[Exercise objective]
Copy word for word everything from the line containing "to locate woman" down to the line containing "left=68, top=71, right=97, bottom=89", including both of those lines.

[Records of labeled boxes]
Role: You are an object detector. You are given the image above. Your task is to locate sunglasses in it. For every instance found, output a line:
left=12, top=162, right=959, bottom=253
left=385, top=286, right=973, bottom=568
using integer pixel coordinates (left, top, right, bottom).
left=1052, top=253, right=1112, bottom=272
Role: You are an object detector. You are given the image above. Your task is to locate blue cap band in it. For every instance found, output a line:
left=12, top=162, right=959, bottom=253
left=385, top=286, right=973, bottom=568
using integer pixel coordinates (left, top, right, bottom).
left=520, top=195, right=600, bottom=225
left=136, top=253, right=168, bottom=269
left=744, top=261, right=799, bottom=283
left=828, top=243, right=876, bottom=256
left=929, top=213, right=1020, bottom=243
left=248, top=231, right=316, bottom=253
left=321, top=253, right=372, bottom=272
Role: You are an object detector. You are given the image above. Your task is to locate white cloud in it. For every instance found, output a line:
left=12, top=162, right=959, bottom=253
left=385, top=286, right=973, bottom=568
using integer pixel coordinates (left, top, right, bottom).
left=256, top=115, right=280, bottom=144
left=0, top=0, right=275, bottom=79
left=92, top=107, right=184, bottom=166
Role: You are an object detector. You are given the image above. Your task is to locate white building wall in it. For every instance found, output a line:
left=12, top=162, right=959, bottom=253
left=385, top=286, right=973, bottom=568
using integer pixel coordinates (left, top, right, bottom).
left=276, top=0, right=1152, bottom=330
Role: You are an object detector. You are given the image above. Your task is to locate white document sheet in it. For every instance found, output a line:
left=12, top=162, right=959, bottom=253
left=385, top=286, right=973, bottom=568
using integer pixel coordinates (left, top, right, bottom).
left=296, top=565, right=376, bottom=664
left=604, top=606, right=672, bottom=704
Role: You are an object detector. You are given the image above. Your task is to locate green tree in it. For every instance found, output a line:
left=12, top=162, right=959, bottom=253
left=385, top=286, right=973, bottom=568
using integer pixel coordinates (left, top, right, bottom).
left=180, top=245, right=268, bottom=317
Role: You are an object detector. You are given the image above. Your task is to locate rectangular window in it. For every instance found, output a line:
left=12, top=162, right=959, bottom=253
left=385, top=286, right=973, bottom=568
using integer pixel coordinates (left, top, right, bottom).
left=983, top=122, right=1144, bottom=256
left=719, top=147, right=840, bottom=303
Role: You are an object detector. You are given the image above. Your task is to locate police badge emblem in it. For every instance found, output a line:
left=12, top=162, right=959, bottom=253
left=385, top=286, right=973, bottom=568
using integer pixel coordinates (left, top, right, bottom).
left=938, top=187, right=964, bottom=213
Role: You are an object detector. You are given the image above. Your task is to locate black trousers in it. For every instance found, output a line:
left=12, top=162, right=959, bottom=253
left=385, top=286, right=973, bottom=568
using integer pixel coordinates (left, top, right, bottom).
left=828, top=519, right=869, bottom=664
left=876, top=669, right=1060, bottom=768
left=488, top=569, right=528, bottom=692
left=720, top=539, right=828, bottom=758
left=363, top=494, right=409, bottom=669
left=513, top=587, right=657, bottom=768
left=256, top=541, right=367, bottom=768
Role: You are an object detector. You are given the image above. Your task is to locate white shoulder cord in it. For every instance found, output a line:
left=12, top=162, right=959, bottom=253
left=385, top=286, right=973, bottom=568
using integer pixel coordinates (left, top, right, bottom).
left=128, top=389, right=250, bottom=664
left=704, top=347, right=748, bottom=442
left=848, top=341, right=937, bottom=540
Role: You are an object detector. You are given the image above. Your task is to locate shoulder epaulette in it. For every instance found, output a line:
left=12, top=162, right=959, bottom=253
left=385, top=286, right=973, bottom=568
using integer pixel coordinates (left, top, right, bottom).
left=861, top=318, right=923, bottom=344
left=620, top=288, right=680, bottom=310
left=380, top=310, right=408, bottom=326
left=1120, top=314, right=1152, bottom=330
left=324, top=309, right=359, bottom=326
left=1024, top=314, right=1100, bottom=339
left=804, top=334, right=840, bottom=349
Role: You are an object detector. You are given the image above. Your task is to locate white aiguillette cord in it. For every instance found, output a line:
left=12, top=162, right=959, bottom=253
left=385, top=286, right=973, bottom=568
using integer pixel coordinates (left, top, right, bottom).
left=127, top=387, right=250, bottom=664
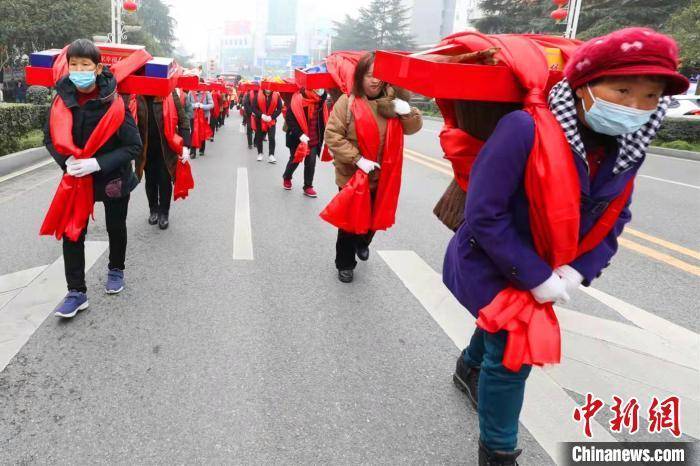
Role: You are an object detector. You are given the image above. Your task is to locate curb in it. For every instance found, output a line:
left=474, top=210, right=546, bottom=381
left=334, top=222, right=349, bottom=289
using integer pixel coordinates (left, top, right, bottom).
left=0, top=146, right=51, bottom=181
left=648, top=146, right=700, bottom=162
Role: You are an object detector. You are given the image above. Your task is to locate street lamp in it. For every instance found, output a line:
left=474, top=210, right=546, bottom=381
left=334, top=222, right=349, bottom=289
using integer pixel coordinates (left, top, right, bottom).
left=107, top=0, right=140, bottom=44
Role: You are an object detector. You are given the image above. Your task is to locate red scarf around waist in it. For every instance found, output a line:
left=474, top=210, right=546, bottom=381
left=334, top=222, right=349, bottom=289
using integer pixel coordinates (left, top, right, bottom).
left=192, top=92, right=214, bottom=149
left=39, top=93, right=126, bottom=241
left=250, top=90, right=280, bottom=133
left=321, top=98, right=403, bottom=234
left=434, top=32, right=633, bottom=371
left=291, top=92, right=321, bottom=163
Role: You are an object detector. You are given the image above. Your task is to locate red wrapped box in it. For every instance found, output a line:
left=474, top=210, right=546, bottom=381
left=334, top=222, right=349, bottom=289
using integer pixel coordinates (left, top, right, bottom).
left=374, top=45, right=563, bottom=102
left=294, top=68, right=338, bottom=89
left=260, top=79, right=299, bottom=94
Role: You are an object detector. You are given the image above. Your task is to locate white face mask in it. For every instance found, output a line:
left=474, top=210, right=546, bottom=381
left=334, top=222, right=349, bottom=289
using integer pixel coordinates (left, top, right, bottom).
left=583, top=86, right=656, bottom=136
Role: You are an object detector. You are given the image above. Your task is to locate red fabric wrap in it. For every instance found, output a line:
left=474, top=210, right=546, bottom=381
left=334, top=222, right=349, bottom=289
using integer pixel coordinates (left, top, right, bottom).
left=321, top=102, right=333, bottom=162
left=326, top=51, right=367, bottom=94
left=192, top=92, right=214, bottom=149
left=291, top=92, right=321, bottom=163
left=173, top=162, right=194, bottom=201
left=163, top=93, right=184, bottom=155
left=251, top=90, right=280, bottom=133
left=39, top=94, right=126, bottom=241
left=211, top=91, right=221, bottom=118
left=439, top=33, right=633, bottom=371
left=129, top=94, right=139, bottom=125
left=321, top=98, right=403, bottom=234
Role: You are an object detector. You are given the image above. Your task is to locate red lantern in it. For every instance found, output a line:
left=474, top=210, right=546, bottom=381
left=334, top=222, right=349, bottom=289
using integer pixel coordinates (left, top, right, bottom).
left=122, top=0, right=139, bottom=13
left=549, top=8, right=569, bottom=21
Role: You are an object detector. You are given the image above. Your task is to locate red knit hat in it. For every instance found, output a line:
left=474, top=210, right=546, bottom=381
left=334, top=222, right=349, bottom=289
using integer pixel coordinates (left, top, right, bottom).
left=564, top=28, right=689, bottom=95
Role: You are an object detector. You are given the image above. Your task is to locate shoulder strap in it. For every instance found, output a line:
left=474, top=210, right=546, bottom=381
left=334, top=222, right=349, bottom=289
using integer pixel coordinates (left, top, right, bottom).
left=345, top=94, right=355, bottom=127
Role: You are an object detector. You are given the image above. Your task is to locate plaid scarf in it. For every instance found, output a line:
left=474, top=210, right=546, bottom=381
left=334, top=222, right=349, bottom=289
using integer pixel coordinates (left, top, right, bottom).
left=549, top=78, right=671, bottom=175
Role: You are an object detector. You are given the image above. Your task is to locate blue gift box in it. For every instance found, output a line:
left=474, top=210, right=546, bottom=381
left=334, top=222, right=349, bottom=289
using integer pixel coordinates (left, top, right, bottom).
left=144, top=57, right=175, bottom=78
left=29, top=49, right=61, bottom=68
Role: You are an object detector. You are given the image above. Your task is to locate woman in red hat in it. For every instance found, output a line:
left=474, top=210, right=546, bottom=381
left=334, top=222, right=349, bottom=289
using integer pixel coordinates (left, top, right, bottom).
left=443, top=28, right=688, bottom=465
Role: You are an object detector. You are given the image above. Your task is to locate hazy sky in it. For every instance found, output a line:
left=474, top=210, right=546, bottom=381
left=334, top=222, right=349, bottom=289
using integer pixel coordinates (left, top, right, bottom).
left=165, top=0, right=370, bottom=58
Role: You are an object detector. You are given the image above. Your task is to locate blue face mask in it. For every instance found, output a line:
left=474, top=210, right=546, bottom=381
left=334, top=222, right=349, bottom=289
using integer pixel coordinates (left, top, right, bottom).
left=583, top=86, right=656, bottom=136
left=68, top=71, right=97, bottom=89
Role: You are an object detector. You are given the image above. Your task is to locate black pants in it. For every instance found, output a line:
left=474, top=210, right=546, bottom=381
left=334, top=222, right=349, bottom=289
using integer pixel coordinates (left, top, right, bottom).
left=335, top=229, right=374, bottom=270
left=63, top=196, right=130, bottom=293
left=255, top=125, right=277, bottom=155
left=145, top=144, right=173, bottom=214
left=243, top=115, right=253, bottom=147
left=282, top=146, right=318, bottom=188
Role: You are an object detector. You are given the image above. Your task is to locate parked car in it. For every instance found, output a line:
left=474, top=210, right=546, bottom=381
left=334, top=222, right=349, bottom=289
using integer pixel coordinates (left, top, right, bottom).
left=667, top=94, right=700, bottom=117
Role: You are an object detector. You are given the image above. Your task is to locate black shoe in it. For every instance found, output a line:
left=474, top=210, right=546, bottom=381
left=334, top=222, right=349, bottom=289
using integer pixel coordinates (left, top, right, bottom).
left=479, top=440, right=523, bottom=466
left=338, top=269, right=355, bottom=283
left=452, top=354, right=481, bottom=409
left=158, top=214, right=170, bottom=230
left=148, top=211, right=158, bottom=225
left=355, top=244, right=369, bottom=261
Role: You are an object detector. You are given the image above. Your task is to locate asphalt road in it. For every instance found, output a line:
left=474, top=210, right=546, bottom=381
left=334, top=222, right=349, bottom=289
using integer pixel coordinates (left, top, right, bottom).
left=0, top=111, right=700, bottom=465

[Answer to the exercise]
Role: You are an object detector. You are given the image above. Your task is to locate woman in red hat in it. For every instance found, output a line:
left=474, top=210, right=546, bottom=381
left=334, top=222, right=349, bottom=289
using integer pixel coordinates (left, top, right, bottom).
left=443, top=28, right=688, bottom=465
Role: You are an object detector. You are given the image above. Your task is to locate hazy sky in it. For every instance found, output a line:
left=474, top=210, right=546, bottom=381
left=334, top=222, right=349, bottom=289
using integer pixel coordinates (left, top, right, bottom).
left=165, top=0, right=370, bottom=58
Role: You are an object detector. You are given the image above. Your task is to locate blue face mask in it. For every instance found, output a line:
left=474, top=210, right=546, bottom=381
left=334, top=222, right=349, bottom=289
using integer pixel coordinates (left, top, right, bottom).
left=583, top=86, right=656, bottom=136
left=68, top=71, right=97, bottom=89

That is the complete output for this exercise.